In the text on metrobus radio noise below, copy word for word the passage starting at "LA1BFA had noticed" and ending at "metrobus was passing.".

§ Text under study:
== Segment start ==
Metrobuses: Monstrous in appearance, monstrous in its dominance of the traffic infrastructure and news of Trondheim since its introduction in August last year. Turns out to be pretty monstrous also in the frequency domain.
LA1BFA had noticed that the squelch on his 2m radio would sometimes open when he drove by a metrobus. LA3WUA took responsibility and went to Høgskoleparken in the darkness in order to point his antenna towards buses and do some noise measurements. (The author of this blog post was also forced outside in order to provide photographs.)
The experimental setup was that we first measured the driver side using vertical and horizontal polarization, and then the same for the passenger side at approximately the same distance by walking back a bit.
There was definitely something around 146 MHz whenever a metrobus was passing.
The span is 80 MHz since we didn’t know what to look for in advance, so it doesn’t really give a good impression of the nature of the noise. We therefore limited the frequency range and did another measurement at vertical polarization:
The metrobus noise seems to span 3 MHz with a center frequency at around 146 MHz, covering the amateur radio bands.
== Segment end ==
§ Data under study:
== Segment start ==
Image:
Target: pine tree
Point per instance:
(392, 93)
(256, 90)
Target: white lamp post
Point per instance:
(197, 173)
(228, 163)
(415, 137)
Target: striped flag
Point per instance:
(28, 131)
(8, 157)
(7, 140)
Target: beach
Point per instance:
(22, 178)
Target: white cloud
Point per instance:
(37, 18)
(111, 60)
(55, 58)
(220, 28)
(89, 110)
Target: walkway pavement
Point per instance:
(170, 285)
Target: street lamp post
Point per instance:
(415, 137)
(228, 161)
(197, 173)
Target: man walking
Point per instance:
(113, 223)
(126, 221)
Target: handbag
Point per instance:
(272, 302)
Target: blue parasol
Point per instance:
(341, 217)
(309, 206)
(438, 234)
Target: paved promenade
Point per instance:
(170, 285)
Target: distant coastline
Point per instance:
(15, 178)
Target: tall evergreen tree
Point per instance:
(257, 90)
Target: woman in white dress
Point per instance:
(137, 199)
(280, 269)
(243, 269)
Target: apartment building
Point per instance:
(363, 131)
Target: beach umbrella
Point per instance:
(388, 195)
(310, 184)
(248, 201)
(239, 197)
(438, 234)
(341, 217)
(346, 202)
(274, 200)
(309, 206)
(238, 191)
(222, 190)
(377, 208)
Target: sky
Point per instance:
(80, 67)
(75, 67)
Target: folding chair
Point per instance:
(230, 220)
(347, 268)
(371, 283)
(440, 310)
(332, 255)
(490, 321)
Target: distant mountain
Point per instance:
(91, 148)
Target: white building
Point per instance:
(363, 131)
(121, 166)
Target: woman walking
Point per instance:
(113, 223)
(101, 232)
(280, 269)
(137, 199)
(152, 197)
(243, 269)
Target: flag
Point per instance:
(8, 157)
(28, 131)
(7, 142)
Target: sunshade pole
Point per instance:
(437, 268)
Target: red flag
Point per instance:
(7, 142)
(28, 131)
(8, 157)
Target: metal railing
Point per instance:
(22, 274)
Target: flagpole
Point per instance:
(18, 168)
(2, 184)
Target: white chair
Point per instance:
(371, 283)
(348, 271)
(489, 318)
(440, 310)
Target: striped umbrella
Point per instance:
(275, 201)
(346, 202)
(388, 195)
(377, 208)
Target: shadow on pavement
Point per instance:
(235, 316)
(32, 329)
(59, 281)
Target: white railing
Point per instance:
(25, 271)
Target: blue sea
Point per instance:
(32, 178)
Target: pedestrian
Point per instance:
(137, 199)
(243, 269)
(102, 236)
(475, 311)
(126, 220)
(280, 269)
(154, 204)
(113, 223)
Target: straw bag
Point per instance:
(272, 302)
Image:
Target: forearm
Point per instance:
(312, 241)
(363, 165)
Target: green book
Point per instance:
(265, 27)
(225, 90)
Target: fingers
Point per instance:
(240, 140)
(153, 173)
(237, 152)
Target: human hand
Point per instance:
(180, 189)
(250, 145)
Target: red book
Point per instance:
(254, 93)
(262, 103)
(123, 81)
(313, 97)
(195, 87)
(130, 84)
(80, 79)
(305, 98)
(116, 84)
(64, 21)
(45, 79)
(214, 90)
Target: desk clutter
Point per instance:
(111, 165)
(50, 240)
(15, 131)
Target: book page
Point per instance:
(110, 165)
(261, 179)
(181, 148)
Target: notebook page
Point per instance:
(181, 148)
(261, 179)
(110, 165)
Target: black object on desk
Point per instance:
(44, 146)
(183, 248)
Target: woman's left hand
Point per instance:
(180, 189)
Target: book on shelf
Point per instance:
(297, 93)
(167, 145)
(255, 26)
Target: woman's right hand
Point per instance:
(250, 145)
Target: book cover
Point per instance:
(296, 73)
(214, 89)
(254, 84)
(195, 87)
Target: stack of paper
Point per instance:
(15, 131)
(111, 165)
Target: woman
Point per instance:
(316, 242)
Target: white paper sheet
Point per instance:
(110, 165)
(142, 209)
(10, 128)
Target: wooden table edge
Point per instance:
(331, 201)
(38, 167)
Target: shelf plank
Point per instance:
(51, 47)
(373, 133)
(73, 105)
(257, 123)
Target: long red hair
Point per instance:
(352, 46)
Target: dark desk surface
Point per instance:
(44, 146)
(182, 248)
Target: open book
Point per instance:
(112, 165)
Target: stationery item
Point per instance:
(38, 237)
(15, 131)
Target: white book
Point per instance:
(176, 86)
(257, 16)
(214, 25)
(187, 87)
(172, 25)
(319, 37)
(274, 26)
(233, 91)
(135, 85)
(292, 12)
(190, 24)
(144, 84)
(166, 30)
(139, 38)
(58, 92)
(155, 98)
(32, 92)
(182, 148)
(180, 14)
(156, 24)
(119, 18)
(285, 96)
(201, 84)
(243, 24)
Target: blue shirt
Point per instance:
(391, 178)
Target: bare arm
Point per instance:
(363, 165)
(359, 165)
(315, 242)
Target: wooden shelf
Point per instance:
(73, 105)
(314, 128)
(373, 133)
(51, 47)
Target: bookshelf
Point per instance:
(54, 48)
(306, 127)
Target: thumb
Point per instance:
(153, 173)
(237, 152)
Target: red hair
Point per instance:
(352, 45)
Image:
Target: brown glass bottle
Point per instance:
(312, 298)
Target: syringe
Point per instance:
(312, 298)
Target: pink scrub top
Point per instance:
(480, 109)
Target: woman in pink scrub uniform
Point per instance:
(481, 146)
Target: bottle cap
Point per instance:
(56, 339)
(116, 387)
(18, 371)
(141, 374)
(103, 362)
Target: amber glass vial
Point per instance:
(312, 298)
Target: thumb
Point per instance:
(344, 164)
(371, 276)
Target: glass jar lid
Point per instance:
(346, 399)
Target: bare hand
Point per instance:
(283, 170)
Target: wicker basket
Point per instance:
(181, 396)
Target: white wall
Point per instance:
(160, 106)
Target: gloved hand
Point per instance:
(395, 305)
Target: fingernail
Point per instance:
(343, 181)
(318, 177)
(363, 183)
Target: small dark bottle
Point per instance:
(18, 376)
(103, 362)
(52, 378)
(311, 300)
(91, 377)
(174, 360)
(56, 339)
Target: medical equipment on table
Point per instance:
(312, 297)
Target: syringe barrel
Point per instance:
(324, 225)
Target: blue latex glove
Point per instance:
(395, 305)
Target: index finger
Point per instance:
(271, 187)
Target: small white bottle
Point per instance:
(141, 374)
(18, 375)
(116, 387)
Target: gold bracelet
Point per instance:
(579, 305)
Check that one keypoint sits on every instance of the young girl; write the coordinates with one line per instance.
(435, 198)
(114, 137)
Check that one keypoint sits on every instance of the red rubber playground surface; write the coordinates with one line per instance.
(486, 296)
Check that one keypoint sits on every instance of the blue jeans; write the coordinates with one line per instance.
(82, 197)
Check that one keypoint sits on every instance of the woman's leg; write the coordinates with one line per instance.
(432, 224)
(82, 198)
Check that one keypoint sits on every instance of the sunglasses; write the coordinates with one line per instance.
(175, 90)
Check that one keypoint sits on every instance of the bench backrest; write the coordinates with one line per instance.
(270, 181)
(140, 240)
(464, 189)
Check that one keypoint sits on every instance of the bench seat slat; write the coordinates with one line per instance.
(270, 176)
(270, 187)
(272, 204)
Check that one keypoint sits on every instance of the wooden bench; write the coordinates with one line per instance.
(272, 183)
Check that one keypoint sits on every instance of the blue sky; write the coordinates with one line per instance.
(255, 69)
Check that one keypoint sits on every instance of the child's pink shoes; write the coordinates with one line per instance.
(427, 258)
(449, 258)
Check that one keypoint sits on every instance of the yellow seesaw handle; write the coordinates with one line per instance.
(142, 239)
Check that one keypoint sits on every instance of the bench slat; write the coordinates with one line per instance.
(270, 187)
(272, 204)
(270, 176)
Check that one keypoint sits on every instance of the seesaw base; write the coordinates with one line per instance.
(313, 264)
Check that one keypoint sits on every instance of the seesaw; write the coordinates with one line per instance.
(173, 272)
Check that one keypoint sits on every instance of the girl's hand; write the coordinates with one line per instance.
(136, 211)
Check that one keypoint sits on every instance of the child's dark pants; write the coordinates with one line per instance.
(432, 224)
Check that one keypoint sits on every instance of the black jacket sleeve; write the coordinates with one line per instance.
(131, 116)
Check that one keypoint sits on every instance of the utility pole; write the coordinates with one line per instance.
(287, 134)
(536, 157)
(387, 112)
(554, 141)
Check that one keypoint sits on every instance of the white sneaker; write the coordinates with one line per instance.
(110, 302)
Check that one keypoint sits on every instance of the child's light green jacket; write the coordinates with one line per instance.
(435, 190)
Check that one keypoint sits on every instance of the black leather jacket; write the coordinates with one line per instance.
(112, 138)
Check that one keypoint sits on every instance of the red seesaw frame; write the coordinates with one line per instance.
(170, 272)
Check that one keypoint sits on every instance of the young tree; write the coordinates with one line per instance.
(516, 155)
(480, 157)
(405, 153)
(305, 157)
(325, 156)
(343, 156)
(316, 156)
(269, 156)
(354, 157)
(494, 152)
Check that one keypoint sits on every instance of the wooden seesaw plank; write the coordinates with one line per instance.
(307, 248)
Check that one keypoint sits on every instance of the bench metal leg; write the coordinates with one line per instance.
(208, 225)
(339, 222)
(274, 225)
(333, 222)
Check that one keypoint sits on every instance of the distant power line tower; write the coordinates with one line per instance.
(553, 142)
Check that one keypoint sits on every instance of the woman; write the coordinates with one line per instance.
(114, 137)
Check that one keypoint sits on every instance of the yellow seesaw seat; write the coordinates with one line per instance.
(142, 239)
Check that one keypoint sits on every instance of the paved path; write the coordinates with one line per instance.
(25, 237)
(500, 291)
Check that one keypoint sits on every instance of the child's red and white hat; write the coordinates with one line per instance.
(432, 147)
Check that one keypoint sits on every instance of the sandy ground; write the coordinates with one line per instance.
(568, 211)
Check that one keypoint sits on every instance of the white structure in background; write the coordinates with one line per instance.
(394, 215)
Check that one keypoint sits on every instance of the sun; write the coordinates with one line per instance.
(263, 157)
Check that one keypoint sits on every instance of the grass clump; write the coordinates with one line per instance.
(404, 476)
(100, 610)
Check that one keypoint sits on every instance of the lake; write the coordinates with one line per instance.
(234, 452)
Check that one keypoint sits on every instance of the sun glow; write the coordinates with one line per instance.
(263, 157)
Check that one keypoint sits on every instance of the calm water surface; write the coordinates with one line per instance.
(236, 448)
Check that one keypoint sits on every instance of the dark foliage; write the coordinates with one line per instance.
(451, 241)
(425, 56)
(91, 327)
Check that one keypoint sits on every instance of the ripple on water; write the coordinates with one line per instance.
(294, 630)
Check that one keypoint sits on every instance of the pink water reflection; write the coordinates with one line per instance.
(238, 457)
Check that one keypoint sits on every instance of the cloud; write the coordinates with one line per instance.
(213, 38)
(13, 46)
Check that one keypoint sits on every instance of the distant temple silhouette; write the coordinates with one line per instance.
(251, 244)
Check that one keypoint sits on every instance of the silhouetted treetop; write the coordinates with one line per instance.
== Segment end ==
§ Exercise result:
LA1BFA had noticed that the squelch on his 2m radio would sometimes open when he drove by a metrobus. LA3WUA took responsibility and went to Høgskoleparken in the darkness in order to point his antenna towards buses and do some noise measurements. (The author of this blog post was also forced outside in order to provide photographs.)
The experimental setup was that we first measured the driver side using vertical and horizontal polarization, and then the same for the passenger side at approximately the same distance by walking back a bit.
There was definitely something around 146 MHz whenever a metrobus was passing.